▸ **Work required**
Retype all material exactly. Pictures stay out of the copy.
::::::::
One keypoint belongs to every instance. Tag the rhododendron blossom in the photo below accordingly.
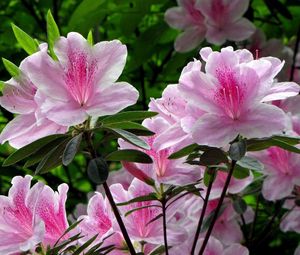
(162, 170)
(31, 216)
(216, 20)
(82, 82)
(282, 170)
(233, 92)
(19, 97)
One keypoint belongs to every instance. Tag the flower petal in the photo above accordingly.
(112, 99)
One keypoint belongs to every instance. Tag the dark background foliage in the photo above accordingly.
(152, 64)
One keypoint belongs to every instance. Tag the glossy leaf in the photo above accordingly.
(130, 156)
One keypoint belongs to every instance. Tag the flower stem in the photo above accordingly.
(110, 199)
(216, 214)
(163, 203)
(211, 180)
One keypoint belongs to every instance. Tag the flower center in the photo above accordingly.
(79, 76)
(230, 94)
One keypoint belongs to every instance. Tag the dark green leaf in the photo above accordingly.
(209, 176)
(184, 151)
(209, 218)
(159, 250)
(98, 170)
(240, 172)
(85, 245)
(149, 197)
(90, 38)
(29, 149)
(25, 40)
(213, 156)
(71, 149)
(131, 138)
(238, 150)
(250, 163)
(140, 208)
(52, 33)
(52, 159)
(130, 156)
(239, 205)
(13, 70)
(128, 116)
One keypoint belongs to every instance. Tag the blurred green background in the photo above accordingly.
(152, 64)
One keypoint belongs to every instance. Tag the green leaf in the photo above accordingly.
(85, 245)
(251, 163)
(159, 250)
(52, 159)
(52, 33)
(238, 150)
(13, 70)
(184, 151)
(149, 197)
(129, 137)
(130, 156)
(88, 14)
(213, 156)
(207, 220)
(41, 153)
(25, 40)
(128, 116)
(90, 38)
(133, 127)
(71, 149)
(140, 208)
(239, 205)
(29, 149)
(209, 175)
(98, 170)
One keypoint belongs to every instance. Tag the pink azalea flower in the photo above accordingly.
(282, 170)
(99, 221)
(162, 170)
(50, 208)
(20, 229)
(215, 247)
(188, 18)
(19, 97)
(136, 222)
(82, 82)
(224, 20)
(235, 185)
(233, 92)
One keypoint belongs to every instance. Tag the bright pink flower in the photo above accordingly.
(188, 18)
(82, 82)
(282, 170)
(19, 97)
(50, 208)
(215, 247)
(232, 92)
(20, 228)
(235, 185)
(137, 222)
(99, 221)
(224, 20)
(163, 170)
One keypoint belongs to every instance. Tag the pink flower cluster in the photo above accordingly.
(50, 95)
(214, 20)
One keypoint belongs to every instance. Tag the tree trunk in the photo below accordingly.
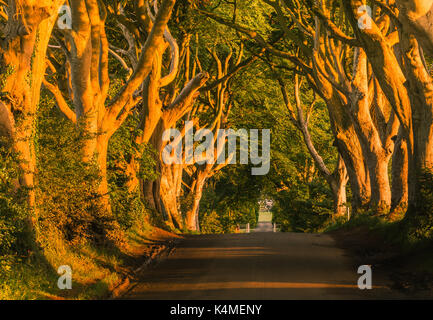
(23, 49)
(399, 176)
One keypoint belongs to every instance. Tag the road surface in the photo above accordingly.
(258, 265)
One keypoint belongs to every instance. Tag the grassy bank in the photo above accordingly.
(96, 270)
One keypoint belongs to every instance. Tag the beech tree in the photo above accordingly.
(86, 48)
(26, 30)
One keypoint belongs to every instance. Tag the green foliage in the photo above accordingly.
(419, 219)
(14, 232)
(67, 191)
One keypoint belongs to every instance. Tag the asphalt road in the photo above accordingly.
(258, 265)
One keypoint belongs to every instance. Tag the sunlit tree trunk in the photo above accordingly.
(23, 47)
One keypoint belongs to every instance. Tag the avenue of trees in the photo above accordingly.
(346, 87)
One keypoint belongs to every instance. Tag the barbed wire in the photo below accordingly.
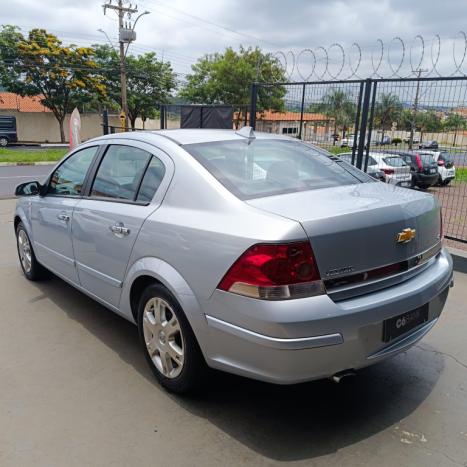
::::::::
▸ **Final result**
One keypoint belongs to every instance. Tag the rhododendron blossom in the photo below accordingly.
(162, 170)
(31, 216)
(216, 20)
(82, 82)
(282, 170)
(233, 92)
(19, 97)
One keypoint belongs to every instance. Tag the flower petal in the photo above accordingly.
(112, 99)
One keypoint belongs to every instance. Tag the dark background foliage in the photo above accordingly.
(152, 64)
One keypoint belongs to every instance. Tag the glossy leaf in the photo above accordingly.
(130, 156)
One keypoint belongs to every instance. Tag the flower stem in the photo above accordingly.
(110, 199)
(216, 214)
(163, 203)
(211, 180)
One keypoint belongs to every instance. Tag the flower center in the photo above accordingly.
(79, 76)
(230, 94)
One keypoint belongs to every instance. Tag the dark green leaf in the photo above accordingly.
(209, 176)
(184, 151)
(209, 218)
(159, 250)
(98, 170)
(240, 172)
(85, 245)
(149, 197)
(90, 38)
(29, 149)
(25, 40)
(213, 156)
(71, 149)
(131, 138)
(238, 150)
(250, 163)
(140, 208)
(52, 33)
(52, 159)
(130, 156)
(239, 205)
(13, 70)
(128, 116)
One keypoint belongs to every instance. Tag the blurred green background in the photo above accordingly.
(152, 64)
One keypoint belongs to every instance. Tag the green leaf in the photo above accordingly.
(85, 245)
(251, 163)
(159, 250)
(52, 159)
(52, 33)
(238, 150)
(13, 70)
(184, 151)
(149, 197)
(129, 137)
(130, 156)
(88, 14)
(213, 156)
(207, 220)
(41, 153)
(25, 40)
(128, 116)
(90, 38)
(133, 127)
(71, 149)
(140, 208)
(239, 205)
(29, 149)
(209, 175)
(98, 170)
One keypoint belongs to every instance. Tag the pink azalea flower in the photo above accordingly.
(282, 170)
(99, 221)
(162, 170)
(50, 208)
(20, 229)
(215, 247)
(188, 18)
(19, 97)
(136, 222)
(82, 82)
(224, 20)
(235, 185)
(233, 92)
One keypoint belongs to every instance. Tag the bright pink flower in the photo above accordingly.
(188, 18)
(82, 82)
(282, 170)
(19, 97)
(50, 208)
(215, 247)
(232, 92)
(20, 228)
(235, 185)
(137, 222)
(99, 221)
(224, 20)
(163, 170)
One keypoint belongs to every instance. Tag the pink flower cluster in the photo above accordingly.
(50, 95)
(214, 20)
One keypoint belongs to every instance. Tag the tree trunk in the photo below accordingly.
(23, 49)
(399, 176)
One keypoint belongs to every instance. Tag the road surface in the photo above accordingly.
(258, 265)
One keypoint belongs to every instance. Tag the grassy bank in the photo above accordingly.
(96, 270)
One keypoint belongs to every instance. Tag the beech tree in the photo above accordingly.
(86, 48)
(26, 30)
One keypoint belongs to every instance. Tag the green foliage in the photo above accordingly.
(419, 219)
(14, 232)
(67, 191)
One keypoint belongs to every instance. Tag the asphalt road in the photo above accordingly.
(258, 265)
One keypoint belongs to every instance. Tag the sunlit tree trunk in the photo above accordingly.
(23, 47)
One keypoint belongs to every instance. Tag the avenue of trees in the photo above accordingly.
(346, 87)
One keypoint belongs to every instance. Tag the barbed wire in the photo below accordingly.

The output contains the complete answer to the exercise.